(SELECTED EXCERPT)
☆ ☆ ☆

From: Lee Revell <rlrevell@joe-job.com>
To: Alan Cox <alan@lxorguk.ukuu.org.uk>
Cc: Mark_H_Johnson@raytheon.com, Takashi Iwai <tiwai@suse.de>,
Andrew Morton <akpm@osdl.org>,
alsa-devel@alsa-project.org, Adrian Bunk <bunk@stusta.de>,
lkml <linux-kernel@vger.kernel.org>,
perex@suse.cz
Subject: Re: Re: 2.6.10-mm1: ALSA ac97 compile error with CONFIG_PM=n
Date: Wed, 05 Jan 2005 12:23:51 -0500 [thread overview]
Message-ID: <1104945831.8589.25.camel@krustophenia.net> (raw)
In-Reply-To: <1104936968.24187.180.camel@localhost.localdomain>
On Wed, 2005-01-05 at 14:56 +0000, Alan Cox wrote:
> On Mer, 2005-01-05 at 14:21, Mark_H_Johnson@raytheon.com wrote:
> > > The default blocking behavior of OSS devices was changed recently.
> > > When the device is in use, open returns -EBUSY immediately in the
> > > latest version while it was blocked until released in the former
> > > version.

☆ ☆ ☆

(PROVIDED MATERIAL)

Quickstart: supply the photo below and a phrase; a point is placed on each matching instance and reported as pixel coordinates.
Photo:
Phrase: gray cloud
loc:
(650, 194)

☆ ☆ ☆

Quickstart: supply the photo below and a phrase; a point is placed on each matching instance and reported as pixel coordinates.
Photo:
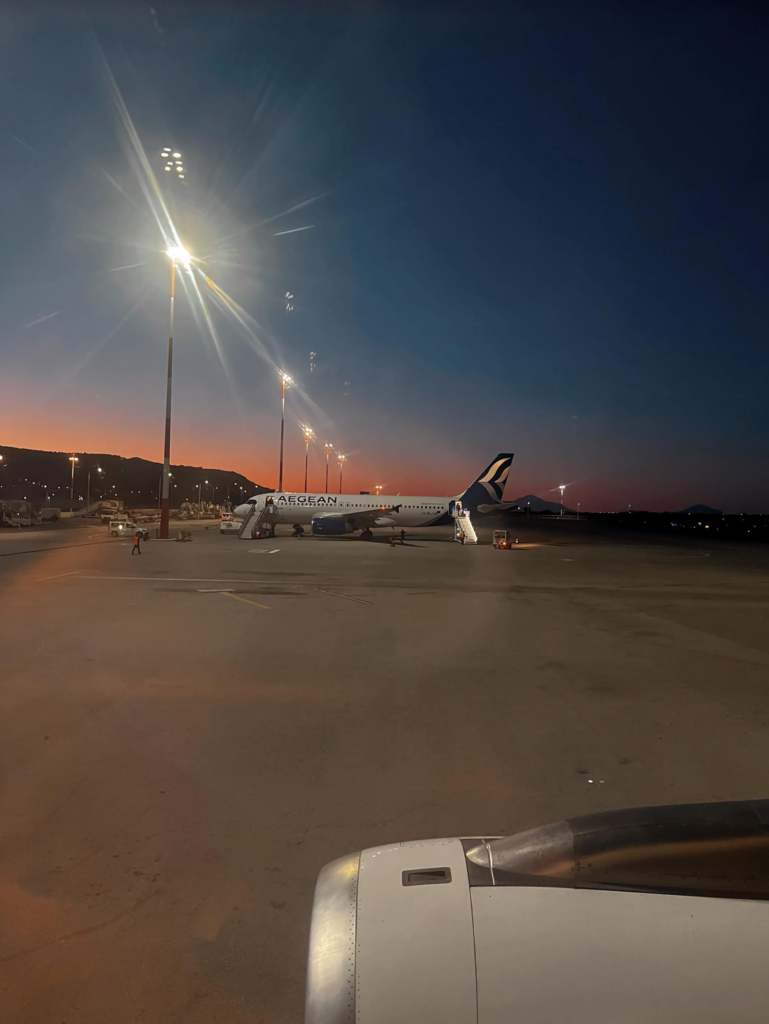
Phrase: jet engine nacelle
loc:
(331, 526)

☆ ☆ ☆

(REQUIREMENTS)
1. Translate this sentence from the kernel mailing list email into Spanish: "The default blocking behavior of OSS devices was changed recently."
2. Please list every email address that appears on the Cc line of the kernel mailing list email.
3. Carry on with the kernel mailing list email about OSS device blocking from the point where it stops.
You won't need the data for this work.

(THE RESULTS)
1. El comportamiento de bloqueo predeterminado de los dispositivos OSS se cambió recientemente.

2.
Mark_H_Johnson@raytheon.com
tiwai@suse.de
akpm@osdl.org
alsa-devel@alsa-project.org
bunk@stusta.de
linux-kernel@vger.kernel.org
perex@suse.cz

3.
> > I suppose there was a "good reason" for changing the user level
> > interface in this way. Could you [or someone else] explain that and
> > if you would consider changing it back (to stop breaking old applications)?
> > Otherwise - is there some way (other than running lsmod and grep) to find
> > out if the interface is busy and which application is using it?
>
> OSS itself changed behaviour over time (2.2 to 2.4) ALSA has merely
> caught up with the newer OSS behaviour and the new behaviour is correct.
>
> If you want to find out if the interface is busy open it. If you want to
> do it portably open it with O_NDELAY.
>
And if you want to find out who is using it then try fuser /dev/dsp,
fuser /dev/snd/*, or lsof.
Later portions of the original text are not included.